In his heart a man plans his course,
but the LORD determines his steps.
Today I learned that eating a hefty serving of apple crisp 45 minutes before riding home is generally not a good idea.
But boy was the apple crisp delicious. It contained granny smith apples, raspberries from our CSA, and lots of brown sugar. Next time I think I’ll put oats in the topping as well as flour. I would say it was worth it even if I did feel a little queasy on the ride.
On a more serious note… There are so many high-stress things happening in my life right now, I hardly know which end is up. My work has dramatically picked up, so that my weekly schedule would keep at me plus two other people busy; and, meanwhile, the senior medical writer who I work closely with is off on vacation for two weeks. This leaves me not exactly on my own, but perilously close to having to do Everything Myself. Today my boss stopped by in the afternoon and asked if I would be willing to work overtime this week to get everything done. Overtime has been strictly forbidden for hourly employees since our layoffs in February, so that she is getting upper management’s permission for me to put extra time in is a serious indication that I have an inhuman amount of work to finish before Friday at noon.
Why noon? Because from Friday afternoon through Sunday afternoon I’m going on a church women’s retreat in Vermont. I really hope it’s worth it, but now I’m afraid I’ll just feel the weight of all my other neglected responsibilities dragging at me. What other responsibilities?, you may ask. Well, the primary one is continuing the massive cleaning of our apartment. Secondarily, Ian and I are going to Florida in the first week of October, and we have to prepare and plan for that. Tertiarily (if that’s a word), I have financial decisions to make about my bike and how much more money to spend on it. Quaternarily (definitely not a word), a zillion other stress-inducing things that I can’t talk about yet but that feel like a million wasps hovering just overhead, waiting to all come zooming in for the kill at once.
Sometimes I wish I could just let mommy take care of everything again.
==========
### Problems to solve
1. List the ingredients that the post says the apple crisp contained.
2. Summarize the post in two sentences.
3. Extract the stretch of the post from "On a more serious" through "Friday at noon.".

### Raw data
==========
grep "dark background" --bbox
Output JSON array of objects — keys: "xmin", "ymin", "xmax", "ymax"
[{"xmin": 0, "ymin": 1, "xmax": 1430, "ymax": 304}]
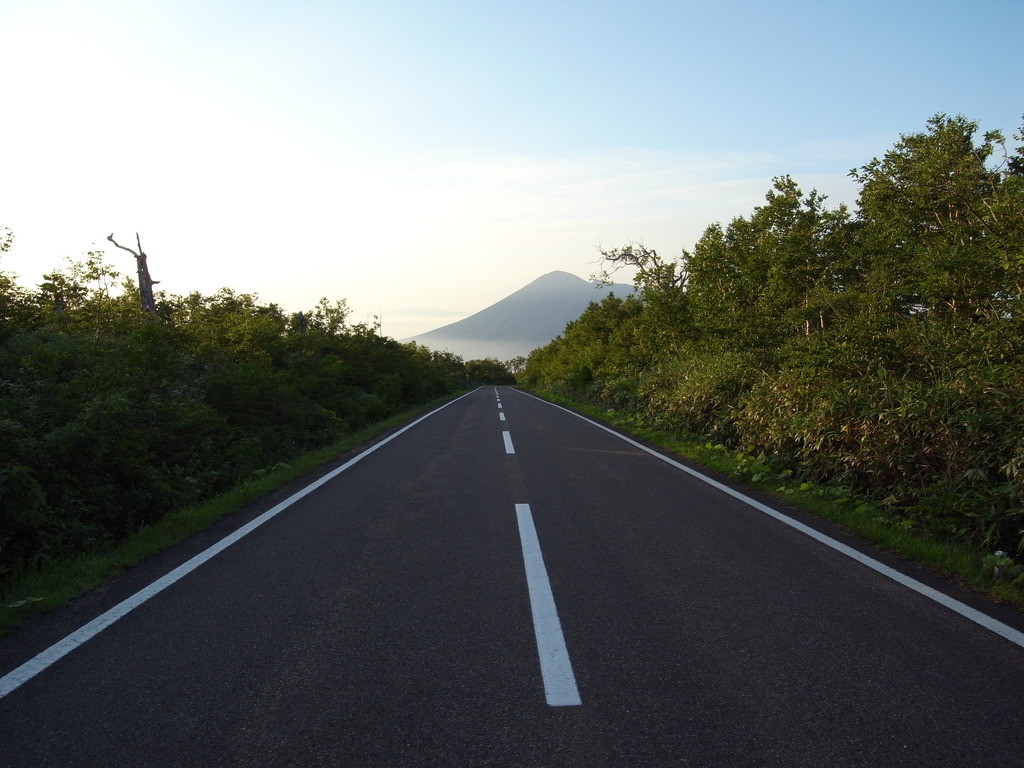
==========
### Answers to the exercise
1.
- Granny Smith apples
- Raspberries from the CSA
- Brown sugar

2. After an enjoyable but ill-timed serving of apple crisp left the writer queasy on the ride home, the writer turns to a period of intense stress at work: the workload has increased dramatically, a closely involved senior medical writer is on vacation for two weeks, and the boss is seeking permission for overtime so that everything can be finished before Friday at noon. The deadline falls then because of a weekend church women's retreat in Vermont, and the writer fears being weighed down there by other responsibilities, including cleaning the apartment, preparing for a trip to Florida, and deciding how much more money to spend on a bike.

3.
On a more serious note… There are so many high-stress things happening in my life right now, I hardly know which end is up. My work has dramatically picked up, so that my weekly schedule would keep at me plus two other people busy; and, meanwhile, the senior medical writer who I work closely with is off on vacation for two weeks. This leaves me not exactly on my own, but perilously close to having to do Everything Myself. Today my boss stopped by in the afternoon and asked if I would be willing to work overtime this week to get everything done. Overtime has been strictly forbidden for hourly employees since our layoffs in February, so that she is getting upper management’s permission for me to put extra time in is a serious indication that I have an inhuman amount of work to finish before Friday at noon.